• [TASK BRIEF]
What's needed: every entry, printed exactly, minus the images.

[Source data]
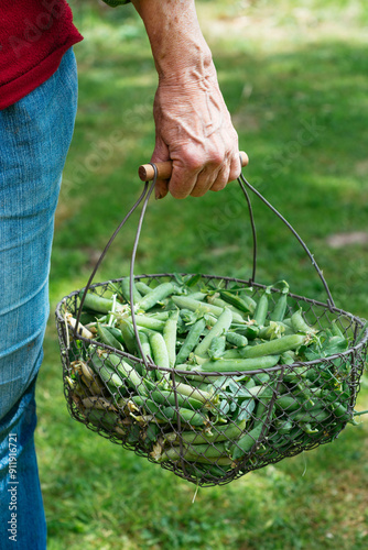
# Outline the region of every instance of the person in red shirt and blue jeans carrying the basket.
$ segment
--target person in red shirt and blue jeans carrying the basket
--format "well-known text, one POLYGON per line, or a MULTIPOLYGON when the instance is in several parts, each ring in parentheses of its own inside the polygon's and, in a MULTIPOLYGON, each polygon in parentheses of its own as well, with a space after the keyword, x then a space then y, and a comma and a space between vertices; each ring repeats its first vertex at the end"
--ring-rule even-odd
MULTIPOLYGON (((126 0, 105 0, 111 7, 126 0)), ((159 84, 152 162, 173 162, 158 198, 202 197, 240 173, 237 133, 194 0, 132 0, 159 84)), ((77 108, 73 46, 83 37, 65 0, 0 3, 0 490, 1 548, 43 550, 46 522, 34 389, 48 316, 54 212, 77 108), (57 131, 55 131, 57 129, 57 131), (17 544, 15 544, 17 542, 17 544)))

• [RESPONSE FOR THIS EXERCISE]
# Outline the region of every instance of the person in red shirt and blue jeans carrying the basket.
$ segment
--target person in red shirt and blue jeans carrying the basket
--format "well-known text, one POLYGON per line, or a MULTIPOLYGON when the instance is in several parts, each ring in parentheses of its own inside the polygon's and, in a MULTIPOLYGON, each polygon in parentheses of its own as well, with a space after the keyword, x then a space then y, and a comma and a space between vertices; each ring repeats its first vertex at the end"
--ring-rule even-odd
MULTIPOLYGON (((126 0, 105 0, 111 7, 126 0)), ((159 84, 152 162, 173 162, 158 198, 202 197, 240 173, 237 133, 194 0, 132 0, 159 84)), ((77 108, 73 46, 83 37, 65 0, 0 3, 0 490, 1 548, 43 550, 46 522, 34 389, 48 316, 54 212, 77 108), (57 131, 55 131, 57 129, 57 131), (17 544, 15 544, 17 542, 17 544)))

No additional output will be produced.